▶

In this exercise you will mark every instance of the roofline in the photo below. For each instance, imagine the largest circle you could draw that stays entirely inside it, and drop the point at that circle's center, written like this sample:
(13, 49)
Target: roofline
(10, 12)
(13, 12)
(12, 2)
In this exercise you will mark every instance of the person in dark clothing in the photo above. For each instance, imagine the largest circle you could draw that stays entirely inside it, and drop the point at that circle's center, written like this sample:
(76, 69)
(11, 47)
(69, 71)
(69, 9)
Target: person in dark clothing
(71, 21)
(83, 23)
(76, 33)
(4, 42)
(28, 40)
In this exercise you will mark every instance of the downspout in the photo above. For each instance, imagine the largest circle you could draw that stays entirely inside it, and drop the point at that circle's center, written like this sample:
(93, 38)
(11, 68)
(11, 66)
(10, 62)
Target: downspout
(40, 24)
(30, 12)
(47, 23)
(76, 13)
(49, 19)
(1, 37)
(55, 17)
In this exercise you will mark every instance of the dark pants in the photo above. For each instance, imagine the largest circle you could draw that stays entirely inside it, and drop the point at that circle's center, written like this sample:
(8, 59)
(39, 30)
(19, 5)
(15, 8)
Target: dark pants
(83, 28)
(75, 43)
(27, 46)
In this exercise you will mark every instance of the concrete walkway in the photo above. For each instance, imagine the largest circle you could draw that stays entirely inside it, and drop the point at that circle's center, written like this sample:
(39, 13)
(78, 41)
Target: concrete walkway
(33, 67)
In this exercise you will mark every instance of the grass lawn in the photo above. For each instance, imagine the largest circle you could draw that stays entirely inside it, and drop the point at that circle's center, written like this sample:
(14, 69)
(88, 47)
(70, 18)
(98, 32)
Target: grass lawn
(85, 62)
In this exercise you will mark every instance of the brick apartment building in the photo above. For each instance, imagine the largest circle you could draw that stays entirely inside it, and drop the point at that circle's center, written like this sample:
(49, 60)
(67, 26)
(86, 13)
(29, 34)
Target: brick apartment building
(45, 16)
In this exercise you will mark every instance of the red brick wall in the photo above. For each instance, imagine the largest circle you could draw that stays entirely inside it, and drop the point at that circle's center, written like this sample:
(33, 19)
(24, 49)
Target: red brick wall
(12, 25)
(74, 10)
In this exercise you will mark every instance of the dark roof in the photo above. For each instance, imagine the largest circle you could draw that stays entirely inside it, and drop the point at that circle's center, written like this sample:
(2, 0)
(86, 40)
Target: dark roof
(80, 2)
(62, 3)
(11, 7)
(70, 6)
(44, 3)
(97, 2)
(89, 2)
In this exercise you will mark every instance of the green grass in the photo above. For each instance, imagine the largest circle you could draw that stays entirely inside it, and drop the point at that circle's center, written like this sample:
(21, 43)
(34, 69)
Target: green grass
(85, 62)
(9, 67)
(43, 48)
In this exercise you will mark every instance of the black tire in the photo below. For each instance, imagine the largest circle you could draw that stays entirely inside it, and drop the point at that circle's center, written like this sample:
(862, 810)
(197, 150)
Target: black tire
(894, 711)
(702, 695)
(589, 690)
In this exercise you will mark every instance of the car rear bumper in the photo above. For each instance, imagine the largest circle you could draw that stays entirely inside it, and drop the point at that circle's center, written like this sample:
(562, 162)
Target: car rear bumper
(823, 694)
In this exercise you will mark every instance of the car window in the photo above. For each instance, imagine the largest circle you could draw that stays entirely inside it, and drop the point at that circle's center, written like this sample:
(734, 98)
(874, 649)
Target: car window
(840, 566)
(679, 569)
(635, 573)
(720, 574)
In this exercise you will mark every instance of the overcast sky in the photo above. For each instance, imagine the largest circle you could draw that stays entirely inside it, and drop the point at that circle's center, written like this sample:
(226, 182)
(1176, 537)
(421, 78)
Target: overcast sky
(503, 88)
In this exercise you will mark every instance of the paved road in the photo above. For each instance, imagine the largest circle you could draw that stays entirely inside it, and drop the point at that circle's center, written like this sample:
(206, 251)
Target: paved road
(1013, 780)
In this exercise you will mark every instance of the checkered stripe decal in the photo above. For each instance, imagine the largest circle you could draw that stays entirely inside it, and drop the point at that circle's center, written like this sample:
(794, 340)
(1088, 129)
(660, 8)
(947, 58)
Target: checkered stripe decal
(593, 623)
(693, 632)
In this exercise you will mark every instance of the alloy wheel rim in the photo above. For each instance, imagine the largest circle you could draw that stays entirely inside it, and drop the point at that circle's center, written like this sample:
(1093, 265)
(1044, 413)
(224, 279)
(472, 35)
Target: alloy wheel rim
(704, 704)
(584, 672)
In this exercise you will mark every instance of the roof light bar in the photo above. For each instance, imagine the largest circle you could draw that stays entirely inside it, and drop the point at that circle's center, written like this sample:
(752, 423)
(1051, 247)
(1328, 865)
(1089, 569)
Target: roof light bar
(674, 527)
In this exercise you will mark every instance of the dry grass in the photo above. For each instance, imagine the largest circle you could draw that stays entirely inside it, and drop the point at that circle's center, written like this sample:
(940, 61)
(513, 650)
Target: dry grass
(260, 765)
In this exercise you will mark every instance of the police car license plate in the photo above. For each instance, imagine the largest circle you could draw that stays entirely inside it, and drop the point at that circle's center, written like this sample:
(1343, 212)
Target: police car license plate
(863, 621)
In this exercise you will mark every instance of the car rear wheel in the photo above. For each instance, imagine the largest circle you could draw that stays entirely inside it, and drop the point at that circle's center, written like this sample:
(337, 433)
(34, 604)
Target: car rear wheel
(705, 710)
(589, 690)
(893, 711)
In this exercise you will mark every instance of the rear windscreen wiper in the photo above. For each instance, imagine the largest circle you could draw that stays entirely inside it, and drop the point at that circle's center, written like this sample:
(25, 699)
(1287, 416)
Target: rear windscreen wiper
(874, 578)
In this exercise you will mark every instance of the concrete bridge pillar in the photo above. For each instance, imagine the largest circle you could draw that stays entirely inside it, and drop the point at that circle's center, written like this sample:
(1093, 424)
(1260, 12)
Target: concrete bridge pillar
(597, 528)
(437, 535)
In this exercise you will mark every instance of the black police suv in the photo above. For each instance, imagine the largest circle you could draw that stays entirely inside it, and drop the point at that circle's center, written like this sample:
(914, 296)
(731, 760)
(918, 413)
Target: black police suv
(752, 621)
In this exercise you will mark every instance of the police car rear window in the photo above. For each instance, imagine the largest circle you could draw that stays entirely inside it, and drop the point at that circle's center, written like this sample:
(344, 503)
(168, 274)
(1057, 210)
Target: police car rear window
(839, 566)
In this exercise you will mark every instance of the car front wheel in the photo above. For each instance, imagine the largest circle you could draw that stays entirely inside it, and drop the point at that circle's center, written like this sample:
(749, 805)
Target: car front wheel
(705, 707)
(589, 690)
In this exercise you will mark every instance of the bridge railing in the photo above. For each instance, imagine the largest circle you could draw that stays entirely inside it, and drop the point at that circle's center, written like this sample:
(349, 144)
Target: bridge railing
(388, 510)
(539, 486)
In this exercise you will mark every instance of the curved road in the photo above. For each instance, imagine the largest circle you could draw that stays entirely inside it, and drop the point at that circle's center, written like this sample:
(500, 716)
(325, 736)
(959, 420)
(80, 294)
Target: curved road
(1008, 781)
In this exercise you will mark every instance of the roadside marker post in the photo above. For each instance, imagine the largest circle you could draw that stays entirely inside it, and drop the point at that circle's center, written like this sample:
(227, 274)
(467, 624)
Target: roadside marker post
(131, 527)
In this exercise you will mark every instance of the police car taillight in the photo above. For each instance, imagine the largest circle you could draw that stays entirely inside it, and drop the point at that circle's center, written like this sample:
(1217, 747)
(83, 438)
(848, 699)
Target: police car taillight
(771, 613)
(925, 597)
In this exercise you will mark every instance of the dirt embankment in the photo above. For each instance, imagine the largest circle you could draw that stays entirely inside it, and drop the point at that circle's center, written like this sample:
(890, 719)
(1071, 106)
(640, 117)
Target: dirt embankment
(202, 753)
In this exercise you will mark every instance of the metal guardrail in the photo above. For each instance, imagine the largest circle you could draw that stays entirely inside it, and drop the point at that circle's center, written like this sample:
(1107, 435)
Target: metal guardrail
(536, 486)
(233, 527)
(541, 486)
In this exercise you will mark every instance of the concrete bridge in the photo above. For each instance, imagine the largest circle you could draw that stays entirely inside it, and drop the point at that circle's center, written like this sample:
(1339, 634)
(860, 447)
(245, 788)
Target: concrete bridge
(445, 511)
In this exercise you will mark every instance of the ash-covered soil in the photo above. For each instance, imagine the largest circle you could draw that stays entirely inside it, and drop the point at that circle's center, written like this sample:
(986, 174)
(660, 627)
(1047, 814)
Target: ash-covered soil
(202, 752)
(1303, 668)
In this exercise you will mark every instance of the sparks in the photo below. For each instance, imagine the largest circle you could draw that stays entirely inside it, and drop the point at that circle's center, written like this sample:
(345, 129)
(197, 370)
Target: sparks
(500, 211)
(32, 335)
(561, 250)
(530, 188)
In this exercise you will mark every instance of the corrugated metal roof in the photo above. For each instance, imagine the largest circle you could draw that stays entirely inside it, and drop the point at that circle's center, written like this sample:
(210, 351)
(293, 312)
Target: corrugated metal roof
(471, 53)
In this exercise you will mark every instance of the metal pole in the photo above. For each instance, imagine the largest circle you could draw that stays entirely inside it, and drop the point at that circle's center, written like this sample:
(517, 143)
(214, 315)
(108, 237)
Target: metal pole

◀

## Description of the task:
Find each line in the material above that carries the string "pole", and copy it.

## Answer for the task:
In this exercise you will mark every instance of the metal pole in the photo above. For each instance, imagine the largest circle you could draw that stays entirely inside it, and drop the point at that circle's center, written like this sample:
Target: metal pole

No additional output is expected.